Instructions to follow - Copy out, exactly as written, only the line containing "of the dried" and the lines after it through the end of the records.

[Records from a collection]
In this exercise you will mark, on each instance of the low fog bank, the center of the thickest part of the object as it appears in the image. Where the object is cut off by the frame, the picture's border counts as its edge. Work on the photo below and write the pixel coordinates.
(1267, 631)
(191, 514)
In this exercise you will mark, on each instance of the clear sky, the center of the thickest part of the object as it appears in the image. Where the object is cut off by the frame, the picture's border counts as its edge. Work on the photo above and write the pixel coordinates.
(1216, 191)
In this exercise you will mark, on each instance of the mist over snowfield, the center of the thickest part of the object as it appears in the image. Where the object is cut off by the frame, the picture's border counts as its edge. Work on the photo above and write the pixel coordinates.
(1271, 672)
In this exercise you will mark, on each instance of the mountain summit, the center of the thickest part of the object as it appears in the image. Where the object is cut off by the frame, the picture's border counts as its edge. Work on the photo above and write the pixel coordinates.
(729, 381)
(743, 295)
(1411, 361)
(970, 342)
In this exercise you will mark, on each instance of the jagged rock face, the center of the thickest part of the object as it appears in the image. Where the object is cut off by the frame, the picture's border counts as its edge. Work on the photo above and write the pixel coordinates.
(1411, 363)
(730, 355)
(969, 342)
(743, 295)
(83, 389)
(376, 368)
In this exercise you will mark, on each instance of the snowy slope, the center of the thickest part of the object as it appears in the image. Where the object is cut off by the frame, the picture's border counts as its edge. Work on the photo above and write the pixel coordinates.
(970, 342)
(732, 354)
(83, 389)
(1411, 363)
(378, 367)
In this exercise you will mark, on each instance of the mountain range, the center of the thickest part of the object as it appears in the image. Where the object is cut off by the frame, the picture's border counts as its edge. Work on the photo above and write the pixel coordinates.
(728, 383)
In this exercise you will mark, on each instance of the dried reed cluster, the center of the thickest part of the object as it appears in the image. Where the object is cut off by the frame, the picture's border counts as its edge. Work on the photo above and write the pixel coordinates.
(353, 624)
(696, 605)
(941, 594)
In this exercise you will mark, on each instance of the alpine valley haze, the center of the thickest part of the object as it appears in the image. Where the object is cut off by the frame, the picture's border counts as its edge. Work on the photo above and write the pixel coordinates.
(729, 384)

Reply to the exercise -
In this exercise you will mark, on each instance of the dried reed cluster, the center of the thickest part of the object as it appears in the image. Where the object is cut off by the frame, the picture's border counts as its edge. Work on the photo above and write the pixel coordinates.
(353, 624)
(696, 605)
(941, 594)
In this exercise you will mark, on each instance of the alpine valley haze, the center of the thickest part of the object as it appears in the image. Where the object is cut off by the frame, the picture's border counts as its edge. Work on the photo above and write the pixel coordinates.
(729, 384)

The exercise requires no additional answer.